Stored items
-- Start --
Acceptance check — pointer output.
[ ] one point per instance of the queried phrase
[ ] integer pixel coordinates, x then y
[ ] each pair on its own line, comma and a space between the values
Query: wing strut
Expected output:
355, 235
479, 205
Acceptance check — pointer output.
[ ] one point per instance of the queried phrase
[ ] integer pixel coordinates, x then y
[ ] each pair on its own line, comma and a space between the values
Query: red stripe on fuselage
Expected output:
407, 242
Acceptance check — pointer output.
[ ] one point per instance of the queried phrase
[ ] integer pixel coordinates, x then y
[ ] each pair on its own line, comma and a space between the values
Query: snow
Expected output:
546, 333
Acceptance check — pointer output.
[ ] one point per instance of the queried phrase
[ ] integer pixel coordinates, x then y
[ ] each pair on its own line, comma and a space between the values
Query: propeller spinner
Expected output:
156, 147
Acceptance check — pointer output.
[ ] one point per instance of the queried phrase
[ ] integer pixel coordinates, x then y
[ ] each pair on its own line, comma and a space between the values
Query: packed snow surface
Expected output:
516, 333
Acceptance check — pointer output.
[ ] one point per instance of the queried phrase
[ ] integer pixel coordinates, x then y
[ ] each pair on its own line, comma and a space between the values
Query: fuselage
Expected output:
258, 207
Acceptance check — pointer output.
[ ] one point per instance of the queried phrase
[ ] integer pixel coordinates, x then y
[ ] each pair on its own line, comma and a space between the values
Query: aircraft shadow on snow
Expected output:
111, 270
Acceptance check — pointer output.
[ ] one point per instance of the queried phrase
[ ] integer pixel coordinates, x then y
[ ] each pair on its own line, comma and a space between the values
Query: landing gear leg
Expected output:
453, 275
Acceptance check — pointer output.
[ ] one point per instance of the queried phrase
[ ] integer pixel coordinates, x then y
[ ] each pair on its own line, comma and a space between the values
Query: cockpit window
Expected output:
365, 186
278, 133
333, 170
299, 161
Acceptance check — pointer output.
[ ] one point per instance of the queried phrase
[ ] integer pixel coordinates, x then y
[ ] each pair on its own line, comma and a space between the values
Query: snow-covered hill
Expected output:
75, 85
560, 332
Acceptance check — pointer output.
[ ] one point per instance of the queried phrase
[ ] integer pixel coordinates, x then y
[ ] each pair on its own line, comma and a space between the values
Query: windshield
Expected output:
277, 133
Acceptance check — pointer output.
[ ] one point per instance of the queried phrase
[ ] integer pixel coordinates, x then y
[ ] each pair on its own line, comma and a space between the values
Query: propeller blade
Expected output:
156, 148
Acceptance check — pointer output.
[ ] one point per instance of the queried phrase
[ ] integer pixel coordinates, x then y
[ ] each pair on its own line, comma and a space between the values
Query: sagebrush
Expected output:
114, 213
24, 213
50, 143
-- End --
-- Start --
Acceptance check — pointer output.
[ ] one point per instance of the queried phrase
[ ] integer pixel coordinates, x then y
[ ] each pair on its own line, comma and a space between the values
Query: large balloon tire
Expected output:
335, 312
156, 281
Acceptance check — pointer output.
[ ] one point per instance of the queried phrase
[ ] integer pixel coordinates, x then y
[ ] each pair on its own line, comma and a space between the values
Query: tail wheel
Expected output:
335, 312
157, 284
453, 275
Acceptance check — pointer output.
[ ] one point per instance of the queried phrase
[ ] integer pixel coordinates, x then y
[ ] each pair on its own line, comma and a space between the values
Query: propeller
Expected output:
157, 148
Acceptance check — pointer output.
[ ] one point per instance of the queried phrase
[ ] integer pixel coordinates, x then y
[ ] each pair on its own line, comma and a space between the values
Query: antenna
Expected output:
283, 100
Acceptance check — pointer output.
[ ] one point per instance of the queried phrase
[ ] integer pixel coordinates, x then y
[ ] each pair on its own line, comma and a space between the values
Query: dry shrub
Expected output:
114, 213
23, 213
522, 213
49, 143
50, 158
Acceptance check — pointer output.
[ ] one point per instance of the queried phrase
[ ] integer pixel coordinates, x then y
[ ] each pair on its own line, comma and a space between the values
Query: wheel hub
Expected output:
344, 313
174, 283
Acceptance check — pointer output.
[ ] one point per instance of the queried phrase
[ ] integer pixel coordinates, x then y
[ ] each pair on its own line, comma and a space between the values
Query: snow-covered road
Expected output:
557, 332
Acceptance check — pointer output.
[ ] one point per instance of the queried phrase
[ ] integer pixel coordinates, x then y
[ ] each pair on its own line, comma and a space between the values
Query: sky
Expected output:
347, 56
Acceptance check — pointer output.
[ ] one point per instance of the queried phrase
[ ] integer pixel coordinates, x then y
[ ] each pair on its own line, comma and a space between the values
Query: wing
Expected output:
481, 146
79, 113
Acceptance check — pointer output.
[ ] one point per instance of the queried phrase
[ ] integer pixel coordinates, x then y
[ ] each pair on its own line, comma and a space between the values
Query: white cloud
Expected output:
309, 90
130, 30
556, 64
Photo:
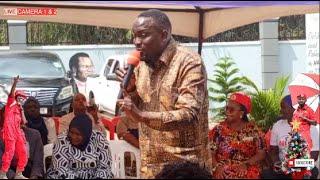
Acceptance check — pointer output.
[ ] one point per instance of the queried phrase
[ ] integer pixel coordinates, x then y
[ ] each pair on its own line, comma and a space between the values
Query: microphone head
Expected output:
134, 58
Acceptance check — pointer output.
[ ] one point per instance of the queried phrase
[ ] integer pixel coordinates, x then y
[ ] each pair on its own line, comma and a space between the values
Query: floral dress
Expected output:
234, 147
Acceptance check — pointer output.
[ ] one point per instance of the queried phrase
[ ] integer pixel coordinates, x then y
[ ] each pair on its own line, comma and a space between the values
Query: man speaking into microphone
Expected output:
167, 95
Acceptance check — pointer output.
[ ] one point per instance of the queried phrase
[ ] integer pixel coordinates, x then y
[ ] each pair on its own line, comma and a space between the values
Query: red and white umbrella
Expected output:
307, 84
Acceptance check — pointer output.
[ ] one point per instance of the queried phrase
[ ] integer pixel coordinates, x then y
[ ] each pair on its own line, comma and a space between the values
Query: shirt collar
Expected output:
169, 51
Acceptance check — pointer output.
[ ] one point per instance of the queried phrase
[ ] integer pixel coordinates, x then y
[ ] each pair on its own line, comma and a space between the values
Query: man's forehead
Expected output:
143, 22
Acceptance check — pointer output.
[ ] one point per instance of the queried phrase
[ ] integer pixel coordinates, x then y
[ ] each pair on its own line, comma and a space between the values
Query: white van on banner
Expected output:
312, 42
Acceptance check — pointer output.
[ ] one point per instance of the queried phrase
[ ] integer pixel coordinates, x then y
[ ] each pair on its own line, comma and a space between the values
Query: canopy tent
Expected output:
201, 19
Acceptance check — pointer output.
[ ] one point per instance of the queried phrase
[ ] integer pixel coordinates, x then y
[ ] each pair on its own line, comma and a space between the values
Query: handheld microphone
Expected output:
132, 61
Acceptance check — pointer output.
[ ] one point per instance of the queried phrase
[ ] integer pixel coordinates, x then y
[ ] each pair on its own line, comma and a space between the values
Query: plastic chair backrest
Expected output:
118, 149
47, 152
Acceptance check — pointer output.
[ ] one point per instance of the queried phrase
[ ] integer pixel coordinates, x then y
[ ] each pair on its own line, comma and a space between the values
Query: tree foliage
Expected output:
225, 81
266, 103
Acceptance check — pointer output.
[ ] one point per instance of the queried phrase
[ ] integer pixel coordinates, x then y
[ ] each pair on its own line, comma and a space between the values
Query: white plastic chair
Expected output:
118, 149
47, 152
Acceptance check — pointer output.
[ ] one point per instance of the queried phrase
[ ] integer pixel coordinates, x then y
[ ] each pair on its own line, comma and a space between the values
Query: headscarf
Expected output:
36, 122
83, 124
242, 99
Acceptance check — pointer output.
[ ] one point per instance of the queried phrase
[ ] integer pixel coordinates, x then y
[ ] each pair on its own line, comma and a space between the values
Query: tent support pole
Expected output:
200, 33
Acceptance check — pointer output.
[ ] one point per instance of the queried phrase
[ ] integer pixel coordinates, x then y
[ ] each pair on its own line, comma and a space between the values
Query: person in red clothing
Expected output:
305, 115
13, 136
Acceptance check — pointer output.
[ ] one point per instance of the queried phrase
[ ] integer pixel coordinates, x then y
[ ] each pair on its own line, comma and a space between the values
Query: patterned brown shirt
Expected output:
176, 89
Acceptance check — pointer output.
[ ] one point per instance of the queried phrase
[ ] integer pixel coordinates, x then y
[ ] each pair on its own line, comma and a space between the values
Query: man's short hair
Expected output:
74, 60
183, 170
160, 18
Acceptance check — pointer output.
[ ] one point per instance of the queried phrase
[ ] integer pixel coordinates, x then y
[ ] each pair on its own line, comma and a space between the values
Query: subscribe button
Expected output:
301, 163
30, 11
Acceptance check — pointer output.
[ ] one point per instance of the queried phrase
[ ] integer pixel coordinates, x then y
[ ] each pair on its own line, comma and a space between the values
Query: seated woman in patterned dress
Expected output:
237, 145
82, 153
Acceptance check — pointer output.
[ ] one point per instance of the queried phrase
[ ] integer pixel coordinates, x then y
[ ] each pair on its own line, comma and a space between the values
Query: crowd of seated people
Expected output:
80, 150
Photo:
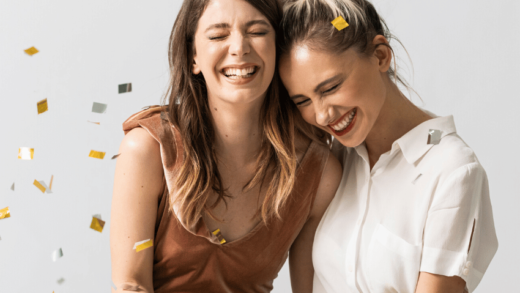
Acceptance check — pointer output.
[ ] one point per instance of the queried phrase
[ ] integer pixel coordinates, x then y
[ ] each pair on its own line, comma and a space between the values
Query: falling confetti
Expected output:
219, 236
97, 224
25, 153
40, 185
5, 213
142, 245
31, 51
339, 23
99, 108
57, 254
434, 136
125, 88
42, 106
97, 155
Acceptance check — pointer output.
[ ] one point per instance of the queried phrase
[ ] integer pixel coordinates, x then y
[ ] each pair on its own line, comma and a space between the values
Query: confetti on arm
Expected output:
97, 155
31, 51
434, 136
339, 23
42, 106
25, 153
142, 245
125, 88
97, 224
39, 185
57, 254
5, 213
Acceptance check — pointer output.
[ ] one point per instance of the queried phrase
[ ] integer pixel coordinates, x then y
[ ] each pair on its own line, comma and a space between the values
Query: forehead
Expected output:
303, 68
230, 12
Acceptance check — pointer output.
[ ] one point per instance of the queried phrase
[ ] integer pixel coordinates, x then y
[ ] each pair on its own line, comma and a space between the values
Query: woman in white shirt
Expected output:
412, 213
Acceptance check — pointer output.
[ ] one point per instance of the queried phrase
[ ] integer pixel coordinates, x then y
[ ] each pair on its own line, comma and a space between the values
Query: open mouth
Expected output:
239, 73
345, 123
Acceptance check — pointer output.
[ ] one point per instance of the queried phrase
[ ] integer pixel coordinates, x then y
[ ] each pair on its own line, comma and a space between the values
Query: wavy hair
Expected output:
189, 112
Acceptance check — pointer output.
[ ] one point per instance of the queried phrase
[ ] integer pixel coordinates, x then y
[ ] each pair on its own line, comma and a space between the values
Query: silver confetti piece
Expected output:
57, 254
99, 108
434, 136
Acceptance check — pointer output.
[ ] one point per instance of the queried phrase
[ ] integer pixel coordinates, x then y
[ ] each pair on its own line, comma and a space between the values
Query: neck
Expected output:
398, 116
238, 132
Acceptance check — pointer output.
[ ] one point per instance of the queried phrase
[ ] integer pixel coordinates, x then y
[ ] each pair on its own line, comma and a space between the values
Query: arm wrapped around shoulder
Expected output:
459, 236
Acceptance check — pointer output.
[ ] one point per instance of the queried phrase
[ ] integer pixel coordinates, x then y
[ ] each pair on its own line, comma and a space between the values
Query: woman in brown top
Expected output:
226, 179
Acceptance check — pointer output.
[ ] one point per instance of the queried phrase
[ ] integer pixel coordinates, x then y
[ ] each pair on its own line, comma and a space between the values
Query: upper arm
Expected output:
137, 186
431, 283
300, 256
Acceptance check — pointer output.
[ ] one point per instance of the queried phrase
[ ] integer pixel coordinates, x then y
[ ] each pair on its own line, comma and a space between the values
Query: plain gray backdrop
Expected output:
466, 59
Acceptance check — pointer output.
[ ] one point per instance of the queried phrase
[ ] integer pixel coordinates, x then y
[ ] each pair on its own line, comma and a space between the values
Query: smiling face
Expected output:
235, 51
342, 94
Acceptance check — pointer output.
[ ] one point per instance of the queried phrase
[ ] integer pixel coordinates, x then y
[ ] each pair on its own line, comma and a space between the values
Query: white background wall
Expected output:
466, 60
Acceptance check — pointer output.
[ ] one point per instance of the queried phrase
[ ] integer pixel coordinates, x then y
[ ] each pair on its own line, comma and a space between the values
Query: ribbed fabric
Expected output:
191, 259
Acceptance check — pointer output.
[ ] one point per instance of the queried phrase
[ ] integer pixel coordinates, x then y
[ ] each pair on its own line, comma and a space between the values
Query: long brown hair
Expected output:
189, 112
-- End --
Exercise brief:
Pull out every line in the data above that contains the string "microphone". Case counts.

Finished exercise:
Query: microphone head
Query: man speaking into microphone
Query: handheld microphone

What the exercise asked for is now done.